### Extracted records

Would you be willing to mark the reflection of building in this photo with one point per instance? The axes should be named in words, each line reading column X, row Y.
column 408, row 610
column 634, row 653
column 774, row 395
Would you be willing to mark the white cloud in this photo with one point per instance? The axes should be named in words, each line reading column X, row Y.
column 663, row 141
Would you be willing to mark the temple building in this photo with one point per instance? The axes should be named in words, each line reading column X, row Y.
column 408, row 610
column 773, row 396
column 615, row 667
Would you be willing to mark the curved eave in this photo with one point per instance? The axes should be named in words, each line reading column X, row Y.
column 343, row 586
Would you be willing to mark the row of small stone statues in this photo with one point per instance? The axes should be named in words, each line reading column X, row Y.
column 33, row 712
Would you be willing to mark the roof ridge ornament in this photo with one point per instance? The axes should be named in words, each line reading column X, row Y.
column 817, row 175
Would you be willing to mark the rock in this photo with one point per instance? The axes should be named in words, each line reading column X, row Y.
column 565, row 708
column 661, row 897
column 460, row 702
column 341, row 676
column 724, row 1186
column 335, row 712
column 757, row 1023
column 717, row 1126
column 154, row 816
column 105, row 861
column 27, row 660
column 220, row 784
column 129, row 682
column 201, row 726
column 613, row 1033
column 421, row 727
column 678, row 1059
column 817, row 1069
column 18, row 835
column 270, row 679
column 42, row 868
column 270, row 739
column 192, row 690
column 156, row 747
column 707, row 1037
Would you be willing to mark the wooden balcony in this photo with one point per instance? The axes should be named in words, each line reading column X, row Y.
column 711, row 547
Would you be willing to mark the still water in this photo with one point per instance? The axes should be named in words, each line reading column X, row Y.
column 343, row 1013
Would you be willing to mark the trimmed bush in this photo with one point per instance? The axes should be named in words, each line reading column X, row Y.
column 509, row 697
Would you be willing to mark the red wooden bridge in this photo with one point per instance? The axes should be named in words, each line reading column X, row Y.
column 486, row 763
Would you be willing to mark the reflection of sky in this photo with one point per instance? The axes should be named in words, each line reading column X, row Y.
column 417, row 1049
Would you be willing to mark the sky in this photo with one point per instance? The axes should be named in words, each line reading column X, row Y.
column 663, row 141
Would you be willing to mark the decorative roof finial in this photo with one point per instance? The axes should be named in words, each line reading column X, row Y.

### Aim of the task
Could you write out, exactly as given, the lines from the one holding "Would you be willing to mark the red" through the end of the listing, and nothing else?

### Task answer
Would you be willing to mark the red wooden bridge in this photo with one point per instance? The axes should be named in words, each line reading column X, row Y.
column 486, row 763
Would you be willing to mark the reflection of sky in this photo with one point per instance? The axes should be named in words, each line reading column X, row Y.
column 417, row 1049
Would you be willing to mark the sky in this photo with one point per instance? The axes should be named in words, each line reading column X, row Y.
column 663, row 141
Would you be willing to mark the decorative roof finial in this photo with one point per instance? The axes should be named in words, each line reading column X, row Y.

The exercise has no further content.